Rezension zu Kontrollierter Kontrollverlust (PDF-E-Book)

Psychologie heute, Heft 1, Januar 2017

Rezension von Eva Tenzer

Kontrollierter Kontrollverlust
Was Jazz und Psychoanalyse gemeinsam haben

Fragt man Jazzliebhaber, was sie an dieser Musik so fasziniert, kommt meist eine Antwort: die Improvisation. Das Thema eines Musikstückes wird immer wieder frei variiert; so ist jedes Konzert eine Überraschung. Entstanden ist der Jazz zu Beginn des 20. Jahrhunderts, zeitgleich verbreitete sich die Psychoanalyse. Doch beide haben mehr gemeinsam als nur ihre Entstehungszeit: »Sowohl der Jazz als auch die Psychoanalyse leben von diesem sehr speziellen kontrollierten Kontrollverlust. Beide setzen auf freie Improvisationen innerhalb klarer vorgegebener Strukturen«, erklärt Konrad Heiland. Der ärztliche Psychotherapeut und klinische Musiktherapeut arbeitet als Dozent, Lehrtherapeut und Supervisor.

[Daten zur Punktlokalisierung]
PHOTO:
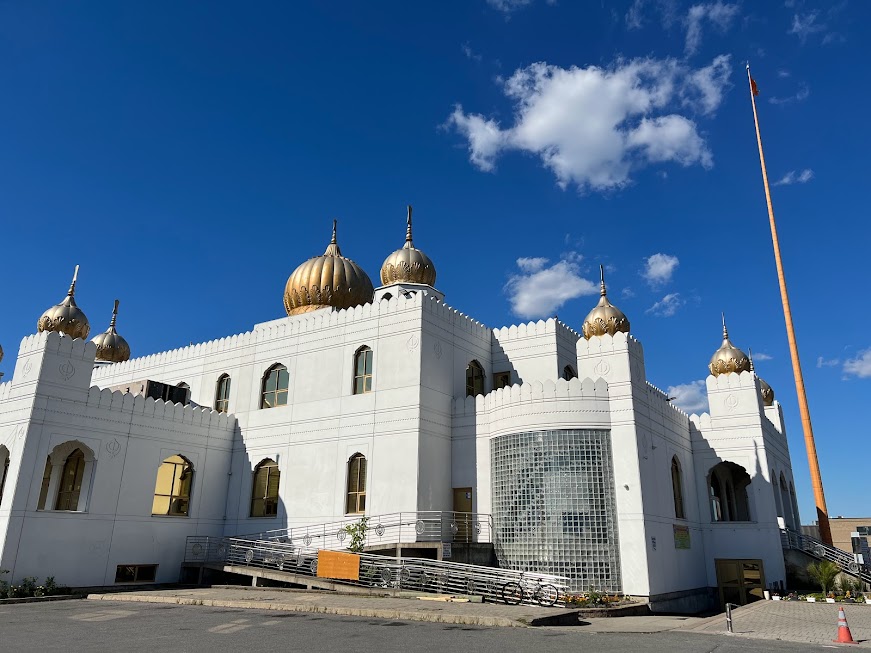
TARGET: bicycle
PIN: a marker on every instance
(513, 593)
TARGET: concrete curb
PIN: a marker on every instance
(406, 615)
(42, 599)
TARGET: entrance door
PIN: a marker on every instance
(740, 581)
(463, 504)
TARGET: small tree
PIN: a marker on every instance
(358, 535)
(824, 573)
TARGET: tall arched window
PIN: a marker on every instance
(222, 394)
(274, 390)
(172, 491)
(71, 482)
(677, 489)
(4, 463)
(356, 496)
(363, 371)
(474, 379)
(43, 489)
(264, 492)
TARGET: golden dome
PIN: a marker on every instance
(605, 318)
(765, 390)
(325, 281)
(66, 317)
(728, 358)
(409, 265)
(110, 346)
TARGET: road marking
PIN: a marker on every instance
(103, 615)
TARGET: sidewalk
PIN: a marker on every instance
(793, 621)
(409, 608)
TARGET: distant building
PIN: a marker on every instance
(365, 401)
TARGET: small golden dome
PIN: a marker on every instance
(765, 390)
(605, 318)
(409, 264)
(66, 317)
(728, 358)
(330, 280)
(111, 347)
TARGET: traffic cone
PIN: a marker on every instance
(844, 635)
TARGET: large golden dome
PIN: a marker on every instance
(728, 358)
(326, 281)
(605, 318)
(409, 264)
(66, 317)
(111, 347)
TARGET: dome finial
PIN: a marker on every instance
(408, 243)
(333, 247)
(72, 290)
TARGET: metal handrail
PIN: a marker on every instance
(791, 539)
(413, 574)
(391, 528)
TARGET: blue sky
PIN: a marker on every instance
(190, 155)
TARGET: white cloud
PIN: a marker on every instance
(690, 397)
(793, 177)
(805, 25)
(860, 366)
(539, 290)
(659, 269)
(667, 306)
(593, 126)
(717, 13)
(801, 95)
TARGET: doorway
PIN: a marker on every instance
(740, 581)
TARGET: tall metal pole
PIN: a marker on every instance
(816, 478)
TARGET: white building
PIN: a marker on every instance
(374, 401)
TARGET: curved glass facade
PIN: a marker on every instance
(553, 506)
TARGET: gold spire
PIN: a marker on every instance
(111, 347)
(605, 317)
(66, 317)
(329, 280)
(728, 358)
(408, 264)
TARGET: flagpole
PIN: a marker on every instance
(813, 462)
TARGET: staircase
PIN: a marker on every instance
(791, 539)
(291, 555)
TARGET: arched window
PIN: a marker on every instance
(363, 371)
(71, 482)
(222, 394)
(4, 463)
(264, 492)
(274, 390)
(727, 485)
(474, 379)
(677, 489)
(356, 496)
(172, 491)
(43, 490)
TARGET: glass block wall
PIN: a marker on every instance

...

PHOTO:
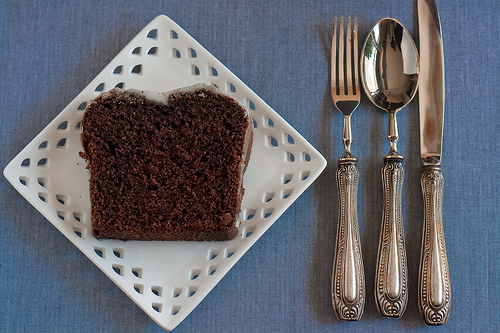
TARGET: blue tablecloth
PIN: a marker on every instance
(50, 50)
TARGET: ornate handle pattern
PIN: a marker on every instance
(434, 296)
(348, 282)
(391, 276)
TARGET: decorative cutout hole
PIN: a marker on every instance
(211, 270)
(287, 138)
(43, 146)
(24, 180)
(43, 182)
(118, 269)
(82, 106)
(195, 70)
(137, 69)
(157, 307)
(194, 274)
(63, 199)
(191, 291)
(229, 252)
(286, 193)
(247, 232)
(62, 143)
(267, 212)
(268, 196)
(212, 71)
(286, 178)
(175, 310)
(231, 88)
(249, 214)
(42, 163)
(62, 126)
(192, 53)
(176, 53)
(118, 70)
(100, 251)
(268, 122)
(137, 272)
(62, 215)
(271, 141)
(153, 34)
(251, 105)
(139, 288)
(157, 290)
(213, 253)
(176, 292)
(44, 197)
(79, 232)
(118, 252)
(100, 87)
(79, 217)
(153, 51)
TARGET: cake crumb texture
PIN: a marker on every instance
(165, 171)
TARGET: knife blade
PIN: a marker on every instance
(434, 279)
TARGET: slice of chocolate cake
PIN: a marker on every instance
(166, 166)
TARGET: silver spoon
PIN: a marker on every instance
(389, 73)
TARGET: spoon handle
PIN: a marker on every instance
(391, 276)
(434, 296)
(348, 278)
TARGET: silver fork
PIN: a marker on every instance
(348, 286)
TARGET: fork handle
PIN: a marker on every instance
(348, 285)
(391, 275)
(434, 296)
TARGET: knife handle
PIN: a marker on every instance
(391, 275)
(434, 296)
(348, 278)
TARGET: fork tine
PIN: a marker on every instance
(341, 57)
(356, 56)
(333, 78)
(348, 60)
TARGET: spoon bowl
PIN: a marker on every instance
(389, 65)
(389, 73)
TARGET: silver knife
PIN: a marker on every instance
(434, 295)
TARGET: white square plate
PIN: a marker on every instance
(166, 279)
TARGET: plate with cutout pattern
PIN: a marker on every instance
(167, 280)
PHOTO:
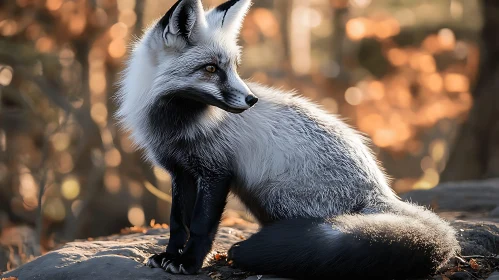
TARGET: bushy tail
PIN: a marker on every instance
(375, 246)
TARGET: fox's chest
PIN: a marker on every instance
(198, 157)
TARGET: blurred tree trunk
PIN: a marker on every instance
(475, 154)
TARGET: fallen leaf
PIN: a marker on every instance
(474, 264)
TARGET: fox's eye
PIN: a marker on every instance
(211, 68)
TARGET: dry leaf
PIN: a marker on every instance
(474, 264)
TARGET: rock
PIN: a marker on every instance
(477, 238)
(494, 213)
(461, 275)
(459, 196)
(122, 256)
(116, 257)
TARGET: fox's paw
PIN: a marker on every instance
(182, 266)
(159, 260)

- Aufgaben
(a) Beantworten Sie anhand der Rezension über Jazz und Psychoanalyse diese Fragen:
(i) In welcher Zeitschrift und in welchem Heft ist die Rezension erschienen?
(ii) Wann ist der Jazz entstanden?
(iii) Als was arbeitet Konrad Heiland?
(b) Nennen Sie alle Berufs- und Tätigkeitsbezeichnungen, die die Rezension für Konrad Heiland angibt.
(c) Schreiben Sie einen Abschnitt der Rezension wortgetreu ab. Beginnen Sie bei den Worten „Rezension zu Kontrollierter“ und hören Sie nach „Lehrtherapeut und Supervisor.“ auf.
Die Auflistung stammt aus einer anderen Quelle als die Rezension.

- Antworten
(a)
(i) In Psychologie heute, Heft 1, Januar 2017.
(ii) Zu Beginn des 20. Jahrhunderts.
(iii) Als Dozent, Lehrtherapeut und Supervisor.

(b) ärztlicher Psychotherapeut, klinischer Musiktherapeut, Dozent, Lehrtherapeut, Supervisor

(c)
Rezension zu Kontrollierter Kontrollverlust (PDF-E-Book)

Psychologie heute, Heft 1, Januar 2017

Rezension von Eva Tenzer

Kontrollierter Kontrollverlust
Was Jazz und Psychoanalyse gemeinsam haben

Fragt man Jazzliebhaber, was sie an dieser Musik so fasziniert, kommt meist eine Antwort: die Improvisation. Das Thema eines Musikstückes wird immer wieder frei variiert; so ist jedes Konzert eine Überraschung. Entstanden ist der Jazz zu Beginn des 20. Jahrhunderts, zeitgleich verbreitete sich die Psychoanalyse. Doch beide haben mehr gemeinsam als nur ihre Entstehungszeit: »Sowohl der Jazz als auch die Psychoanalyse leben von diesem sehr speziellen kontrollierten Kontrollverlust. Beide setzen auf freie Improvisationen innerhalb klarer vorgegebener Strukturen«, erklärt Konrad Heiland. Der ärztliche Psychotherapeut und klinische Musiktherapeut arbeitet als Dozent, Lehrtherapeut und Supervisor.